◆ **TASKS FOR THIS EXERCISE**
#1 Decide whether each statement below agrees with the text on red flags in landscape vendor bids, answering yes or no and quoting the words of the text that settle it. (a) On the Grove City contract, the low bidder came in $18,000 under the next closest bid. (b) The condo association board turned down the low bidder. (c) By mid-June, the beds had gone two weeks without weeding.
#2 Copy the passage of the text on red flags in landscape vendor bids starting at "On a Grove City" and ending at "of property neglect.".

◆ **SOURCE TEXT**
- - -
Red flags in landscape vendor bids

  • Lump-sum pricing with no line-item detail
  • No certificate of insurance attached, or a certificate from a carrier that’s hard to verify
  • A bid significantly below the others, often by 25 percent or more (the math almost never works)
  • No references from comparable Central Ohio HOA or commercial properties
  • Vague language around “complete maintenance” or “as needed” without frequency definitions
  • No equipment list or crew size, which signals either a brand-new operation or an under-resourced one

On a Grove City condo association bid two years back, the low bidder came in $18,000 under the next closest bid on a $90,000 contract. The board signed them anyway. By mid-June, the crew was a single guy on a residential mower, the beds had gone three weeks without weeding, and the board paid termination costs plus mobilization costs for the runner-up to pick up the contract midseason. Total cost of the “savings” was about $14,000 in direct costs plus a season of property neglect.
- - -
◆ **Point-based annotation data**
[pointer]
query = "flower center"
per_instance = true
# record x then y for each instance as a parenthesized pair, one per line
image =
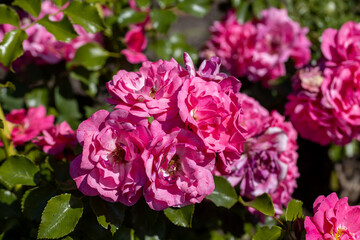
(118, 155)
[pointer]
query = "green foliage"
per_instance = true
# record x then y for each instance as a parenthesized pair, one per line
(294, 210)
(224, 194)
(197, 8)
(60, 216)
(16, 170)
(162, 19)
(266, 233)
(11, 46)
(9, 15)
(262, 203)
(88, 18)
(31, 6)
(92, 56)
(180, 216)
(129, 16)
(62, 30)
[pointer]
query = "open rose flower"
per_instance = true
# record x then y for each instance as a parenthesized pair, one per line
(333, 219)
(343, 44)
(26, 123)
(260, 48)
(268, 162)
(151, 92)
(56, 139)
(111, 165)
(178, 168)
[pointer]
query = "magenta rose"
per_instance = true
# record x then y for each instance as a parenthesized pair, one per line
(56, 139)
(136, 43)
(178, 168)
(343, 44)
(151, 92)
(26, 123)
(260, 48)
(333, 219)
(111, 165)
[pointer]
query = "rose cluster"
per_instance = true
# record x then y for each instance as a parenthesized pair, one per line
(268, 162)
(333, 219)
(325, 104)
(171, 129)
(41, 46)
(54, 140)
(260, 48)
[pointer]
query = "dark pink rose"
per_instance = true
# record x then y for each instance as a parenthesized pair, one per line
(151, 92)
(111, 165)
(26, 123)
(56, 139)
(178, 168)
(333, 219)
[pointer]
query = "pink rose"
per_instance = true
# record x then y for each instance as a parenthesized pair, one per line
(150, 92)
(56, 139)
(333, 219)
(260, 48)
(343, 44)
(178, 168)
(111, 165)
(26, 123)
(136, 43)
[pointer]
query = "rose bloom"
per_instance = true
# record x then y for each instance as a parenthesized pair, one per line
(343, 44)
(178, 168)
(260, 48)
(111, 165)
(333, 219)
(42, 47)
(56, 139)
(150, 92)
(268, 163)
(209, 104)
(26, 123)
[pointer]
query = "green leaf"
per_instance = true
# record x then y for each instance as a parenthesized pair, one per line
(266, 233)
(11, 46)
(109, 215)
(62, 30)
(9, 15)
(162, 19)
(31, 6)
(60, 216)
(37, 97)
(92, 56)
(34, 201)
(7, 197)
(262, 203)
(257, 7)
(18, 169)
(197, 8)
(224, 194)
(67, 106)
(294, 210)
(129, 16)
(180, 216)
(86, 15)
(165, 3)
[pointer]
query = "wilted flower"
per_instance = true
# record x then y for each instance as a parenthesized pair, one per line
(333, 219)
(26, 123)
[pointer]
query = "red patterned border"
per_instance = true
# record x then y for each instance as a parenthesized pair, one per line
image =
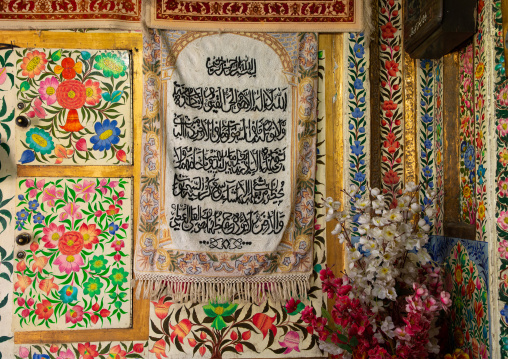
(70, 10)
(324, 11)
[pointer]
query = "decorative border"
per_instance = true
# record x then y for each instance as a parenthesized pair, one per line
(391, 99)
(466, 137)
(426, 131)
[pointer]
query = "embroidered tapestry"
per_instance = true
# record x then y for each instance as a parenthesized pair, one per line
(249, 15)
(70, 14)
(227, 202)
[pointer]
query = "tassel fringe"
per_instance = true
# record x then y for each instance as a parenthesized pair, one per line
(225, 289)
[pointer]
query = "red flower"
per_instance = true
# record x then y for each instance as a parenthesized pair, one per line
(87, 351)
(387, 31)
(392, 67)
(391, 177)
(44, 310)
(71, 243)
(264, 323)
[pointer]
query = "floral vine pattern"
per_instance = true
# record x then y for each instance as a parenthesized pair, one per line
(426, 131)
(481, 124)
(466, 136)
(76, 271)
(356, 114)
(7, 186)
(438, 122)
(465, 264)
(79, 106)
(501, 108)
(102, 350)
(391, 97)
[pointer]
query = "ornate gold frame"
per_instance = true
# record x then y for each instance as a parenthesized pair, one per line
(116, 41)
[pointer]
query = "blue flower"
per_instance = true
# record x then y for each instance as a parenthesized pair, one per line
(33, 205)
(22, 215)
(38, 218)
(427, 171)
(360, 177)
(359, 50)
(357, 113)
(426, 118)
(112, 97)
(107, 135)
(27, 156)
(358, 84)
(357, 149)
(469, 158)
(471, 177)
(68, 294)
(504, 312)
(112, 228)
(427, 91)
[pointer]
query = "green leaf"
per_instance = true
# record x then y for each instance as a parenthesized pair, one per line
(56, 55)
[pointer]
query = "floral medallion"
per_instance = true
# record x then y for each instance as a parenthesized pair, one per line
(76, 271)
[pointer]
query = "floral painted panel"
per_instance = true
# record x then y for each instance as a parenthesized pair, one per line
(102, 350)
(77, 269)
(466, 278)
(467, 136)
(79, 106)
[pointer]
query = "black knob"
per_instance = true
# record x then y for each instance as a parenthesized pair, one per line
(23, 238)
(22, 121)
- - -
◆ **ANSWERS FOR THE EXERCISE**
#1
(a) Yes: "the low bidder came in $18,000 under the next closest bid on a $90,000 contract"
(b) No: "The board signed them anyway."
(c) No: "the beds had gone three weeks without weeding"

#2
On a Grove City condo association bid two years back, the low bidder came in $18,000 under the next closest bid on a $90,000 contract. The board signed them anyway. By mid-June, the crew was a single guy on a residential mower, the beds had gone three weeks without weeding, and the board paid termination costs plus mobilization costs for the runner-up to pick up the contract midseason. Total cost of the “savings” was about $14,000 in direct costs plus a season of property neglect.